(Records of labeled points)
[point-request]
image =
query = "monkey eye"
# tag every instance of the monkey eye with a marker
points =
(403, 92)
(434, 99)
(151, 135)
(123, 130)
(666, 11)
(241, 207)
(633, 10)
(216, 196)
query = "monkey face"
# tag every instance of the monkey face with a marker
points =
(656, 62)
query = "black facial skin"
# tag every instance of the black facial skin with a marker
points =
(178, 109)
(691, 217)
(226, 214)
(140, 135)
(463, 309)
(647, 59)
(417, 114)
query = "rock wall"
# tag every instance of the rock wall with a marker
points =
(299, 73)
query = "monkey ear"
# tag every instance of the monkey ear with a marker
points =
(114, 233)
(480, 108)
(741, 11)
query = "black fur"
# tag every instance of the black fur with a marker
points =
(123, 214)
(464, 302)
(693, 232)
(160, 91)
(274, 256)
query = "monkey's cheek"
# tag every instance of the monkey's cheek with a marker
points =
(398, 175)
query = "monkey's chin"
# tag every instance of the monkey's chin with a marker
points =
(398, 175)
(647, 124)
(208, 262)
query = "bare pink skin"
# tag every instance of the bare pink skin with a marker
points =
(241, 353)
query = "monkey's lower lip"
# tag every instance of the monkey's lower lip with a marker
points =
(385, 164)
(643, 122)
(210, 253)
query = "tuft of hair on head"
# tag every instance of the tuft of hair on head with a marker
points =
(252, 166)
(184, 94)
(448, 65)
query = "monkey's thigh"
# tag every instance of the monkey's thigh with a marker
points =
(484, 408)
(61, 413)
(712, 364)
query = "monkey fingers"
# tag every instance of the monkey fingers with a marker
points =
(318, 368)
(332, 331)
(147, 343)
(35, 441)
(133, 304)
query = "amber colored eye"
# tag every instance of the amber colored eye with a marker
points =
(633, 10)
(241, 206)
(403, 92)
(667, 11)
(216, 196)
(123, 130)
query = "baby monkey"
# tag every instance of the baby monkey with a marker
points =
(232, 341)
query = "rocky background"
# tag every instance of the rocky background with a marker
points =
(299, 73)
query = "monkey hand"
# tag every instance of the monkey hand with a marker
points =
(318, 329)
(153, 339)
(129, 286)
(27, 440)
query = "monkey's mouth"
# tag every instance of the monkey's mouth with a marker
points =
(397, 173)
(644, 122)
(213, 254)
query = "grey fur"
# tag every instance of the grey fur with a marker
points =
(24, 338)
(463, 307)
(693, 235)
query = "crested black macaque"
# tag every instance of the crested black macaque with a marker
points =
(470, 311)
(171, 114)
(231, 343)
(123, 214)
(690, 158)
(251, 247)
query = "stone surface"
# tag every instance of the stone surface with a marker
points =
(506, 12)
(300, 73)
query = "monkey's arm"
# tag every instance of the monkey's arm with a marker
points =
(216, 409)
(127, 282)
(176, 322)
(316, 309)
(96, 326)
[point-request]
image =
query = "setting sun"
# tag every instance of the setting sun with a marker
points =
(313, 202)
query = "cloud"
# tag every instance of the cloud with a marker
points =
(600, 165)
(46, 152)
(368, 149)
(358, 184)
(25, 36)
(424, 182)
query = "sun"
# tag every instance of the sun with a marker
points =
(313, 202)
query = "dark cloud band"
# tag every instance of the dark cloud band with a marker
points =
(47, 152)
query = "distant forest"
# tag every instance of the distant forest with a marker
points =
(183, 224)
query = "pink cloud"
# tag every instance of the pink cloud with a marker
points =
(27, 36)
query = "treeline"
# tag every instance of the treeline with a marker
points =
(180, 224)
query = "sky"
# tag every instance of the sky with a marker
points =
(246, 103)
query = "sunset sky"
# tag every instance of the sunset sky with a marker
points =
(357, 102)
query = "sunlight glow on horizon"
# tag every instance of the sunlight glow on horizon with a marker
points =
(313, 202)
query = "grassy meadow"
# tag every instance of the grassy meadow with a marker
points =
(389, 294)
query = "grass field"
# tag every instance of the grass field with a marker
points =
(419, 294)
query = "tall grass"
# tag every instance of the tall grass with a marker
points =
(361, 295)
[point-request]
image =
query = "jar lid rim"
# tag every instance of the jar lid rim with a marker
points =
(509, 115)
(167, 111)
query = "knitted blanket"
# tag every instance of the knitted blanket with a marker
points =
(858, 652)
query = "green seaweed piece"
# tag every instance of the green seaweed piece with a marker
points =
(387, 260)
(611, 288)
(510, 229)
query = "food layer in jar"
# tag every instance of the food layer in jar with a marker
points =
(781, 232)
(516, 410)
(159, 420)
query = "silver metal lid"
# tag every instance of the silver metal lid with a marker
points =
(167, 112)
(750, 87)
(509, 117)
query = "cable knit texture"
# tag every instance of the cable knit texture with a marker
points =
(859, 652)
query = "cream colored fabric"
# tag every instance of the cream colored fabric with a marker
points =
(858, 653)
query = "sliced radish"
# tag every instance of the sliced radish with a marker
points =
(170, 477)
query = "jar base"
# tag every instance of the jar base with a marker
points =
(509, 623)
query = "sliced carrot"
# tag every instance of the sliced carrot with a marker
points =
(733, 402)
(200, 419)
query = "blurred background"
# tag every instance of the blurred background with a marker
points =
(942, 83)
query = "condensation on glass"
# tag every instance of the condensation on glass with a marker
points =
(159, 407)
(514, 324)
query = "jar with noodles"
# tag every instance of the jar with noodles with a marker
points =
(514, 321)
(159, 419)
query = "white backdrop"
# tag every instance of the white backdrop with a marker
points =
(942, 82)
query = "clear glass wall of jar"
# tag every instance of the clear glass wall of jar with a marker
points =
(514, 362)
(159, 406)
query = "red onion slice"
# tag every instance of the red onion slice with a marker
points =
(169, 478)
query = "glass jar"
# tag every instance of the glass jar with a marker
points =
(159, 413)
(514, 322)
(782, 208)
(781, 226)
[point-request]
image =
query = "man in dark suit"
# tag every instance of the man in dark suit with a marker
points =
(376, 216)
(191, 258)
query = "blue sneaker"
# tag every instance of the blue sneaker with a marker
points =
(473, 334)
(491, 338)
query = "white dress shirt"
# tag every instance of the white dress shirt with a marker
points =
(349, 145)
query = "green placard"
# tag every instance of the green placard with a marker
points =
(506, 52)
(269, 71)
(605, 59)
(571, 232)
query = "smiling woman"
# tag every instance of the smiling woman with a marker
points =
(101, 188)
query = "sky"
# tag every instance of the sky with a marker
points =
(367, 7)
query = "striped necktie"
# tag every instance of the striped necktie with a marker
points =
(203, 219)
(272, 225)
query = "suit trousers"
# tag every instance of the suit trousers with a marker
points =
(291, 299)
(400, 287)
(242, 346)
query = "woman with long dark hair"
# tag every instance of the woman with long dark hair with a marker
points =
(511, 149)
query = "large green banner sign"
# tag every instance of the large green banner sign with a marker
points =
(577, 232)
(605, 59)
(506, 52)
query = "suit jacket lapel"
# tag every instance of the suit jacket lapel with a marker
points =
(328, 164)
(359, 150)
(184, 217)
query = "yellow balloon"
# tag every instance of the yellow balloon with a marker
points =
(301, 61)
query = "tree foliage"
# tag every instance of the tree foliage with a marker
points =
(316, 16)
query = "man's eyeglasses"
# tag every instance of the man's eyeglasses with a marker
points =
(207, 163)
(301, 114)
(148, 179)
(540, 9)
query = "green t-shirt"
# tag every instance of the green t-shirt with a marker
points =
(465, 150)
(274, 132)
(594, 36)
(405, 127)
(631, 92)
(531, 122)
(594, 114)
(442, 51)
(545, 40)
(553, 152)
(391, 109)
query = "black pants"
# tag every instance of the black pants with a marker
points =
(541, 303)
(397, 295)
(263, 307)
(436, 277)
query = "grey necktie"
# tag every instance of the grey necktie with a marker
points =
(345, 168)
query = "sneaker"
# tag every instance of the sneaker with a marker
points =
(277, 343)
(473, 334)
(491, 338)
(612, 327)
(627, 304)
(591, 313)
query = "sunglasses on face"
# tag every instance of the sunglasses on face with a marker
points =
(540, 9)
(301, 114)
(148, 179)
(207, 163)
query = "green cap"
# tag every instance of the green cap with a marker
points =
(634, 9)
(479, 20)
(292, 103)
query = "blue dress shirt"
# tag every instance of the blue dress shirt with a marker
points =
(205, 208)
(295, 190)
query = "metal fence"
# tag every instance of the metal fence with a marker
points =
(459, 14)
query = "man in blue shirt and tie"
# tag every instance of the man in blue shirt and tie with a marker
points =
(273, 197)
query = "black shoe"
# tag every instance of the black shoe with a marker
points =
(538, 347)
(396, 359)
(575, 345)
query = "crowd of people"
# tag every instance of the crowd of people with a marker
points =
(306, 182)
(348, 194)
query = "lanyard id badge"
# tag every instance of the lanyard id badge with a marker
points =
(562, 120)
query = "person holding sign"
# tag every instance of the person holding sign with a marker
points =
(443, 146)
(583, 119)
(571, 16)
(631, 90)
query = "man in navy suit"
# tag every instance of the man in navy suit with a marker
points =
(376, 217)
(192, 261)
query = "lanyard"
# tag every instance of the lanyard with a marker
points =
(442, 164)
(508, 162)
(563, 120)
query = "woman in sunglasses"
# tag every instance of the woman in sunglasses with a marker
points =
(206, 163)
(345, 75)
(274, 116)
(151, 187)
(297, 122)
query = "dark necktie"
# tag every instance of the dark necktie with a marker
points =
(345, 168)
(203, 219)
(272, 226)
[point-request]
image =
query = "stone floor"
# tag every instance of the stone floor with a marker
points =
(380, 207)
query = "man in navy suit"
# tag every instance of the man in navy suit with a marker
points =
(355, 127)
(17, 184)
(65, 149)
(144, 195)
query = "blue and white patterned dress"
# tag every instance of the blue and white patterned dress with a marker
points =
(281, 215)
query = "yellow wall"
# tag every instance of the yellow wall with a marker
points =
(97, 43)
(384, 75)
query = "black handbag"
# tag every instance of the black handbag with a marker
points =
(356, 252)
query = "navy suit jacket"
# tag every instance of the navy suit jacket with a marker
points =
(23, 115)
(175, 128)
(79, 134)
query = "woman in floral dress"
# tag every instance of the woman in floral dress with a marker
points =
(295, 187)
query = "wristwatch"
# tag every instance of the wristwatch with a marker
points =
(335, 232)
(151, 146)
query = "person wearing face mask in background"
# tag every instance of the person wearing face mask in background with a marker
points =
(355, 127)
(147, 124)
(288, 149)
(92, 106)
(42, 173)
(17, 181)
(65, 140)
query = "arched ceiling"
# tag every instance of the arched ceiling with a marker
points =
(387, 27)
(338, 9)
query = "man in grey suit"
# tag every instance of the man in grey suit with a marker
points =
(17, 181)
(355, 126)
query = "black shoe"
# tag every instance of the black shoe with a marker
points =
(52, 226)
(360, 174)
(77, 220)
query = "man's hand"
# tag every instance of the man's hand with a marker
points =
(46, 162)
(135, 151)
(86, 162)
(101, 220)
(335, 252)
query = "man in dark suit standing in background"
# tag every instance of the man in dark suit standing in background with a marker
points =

— Work instructions —
Which lines in the records above contain the string "lanyard"? Select each one and copy it out in full.

— Full response —
query = "lanyard id badge"
# tag every instance of the lanyard id badge with a marker
query = "lanyard"
# tag every instance of the lanyard with a marker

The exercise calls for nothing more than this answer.